* [Task goal]:
Within the data that follows, set down exactly the lines from the one containing "of the ceramic" through the one containing "of the patio", both ends included.

* [Extracted data]:
_ _ _ _ _ _ _
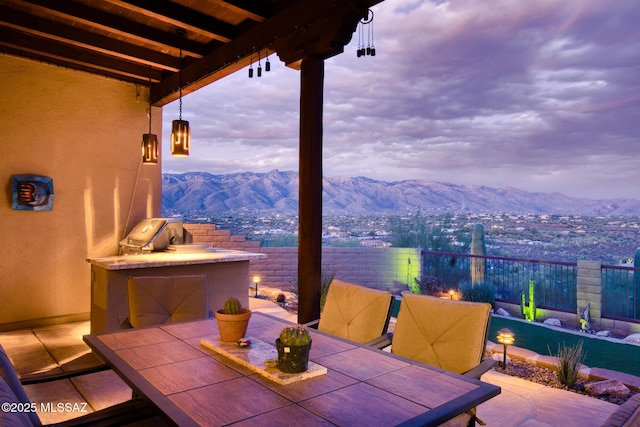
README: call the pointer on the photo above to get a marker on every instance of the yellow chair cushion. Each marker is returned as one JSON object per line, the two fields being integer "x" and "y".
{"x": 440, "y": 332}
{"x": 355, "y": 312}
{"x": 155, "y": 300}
_ _ _ _ _ _ _
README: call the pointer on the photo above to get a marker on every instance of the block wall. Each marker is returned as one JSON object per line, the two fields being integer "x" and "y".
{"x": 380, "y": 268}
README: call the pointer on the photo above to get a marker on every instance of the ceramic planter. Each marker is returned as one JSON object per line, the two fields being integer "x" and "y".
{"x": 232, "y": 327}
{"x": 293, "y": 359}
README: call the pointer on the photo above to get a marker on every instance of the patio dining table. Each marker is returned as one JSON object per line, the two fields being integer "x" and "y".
_ _ _ _ _ _ _
* [Result for this exercise]:
README: call the pointer on the photo above to get a marker on every instance of the ceramic planter. Each marker is returned as one JSON object per line, the two fields being integer "x" and "y".
{"x": 232, "y": 327}
{"x": 293, "y": 359}
README: call the pointer on the photo above to get a marker on every instance of the patio dining table. Each marker is returned as one JSON object per line, the two fields being integer "x" and "y".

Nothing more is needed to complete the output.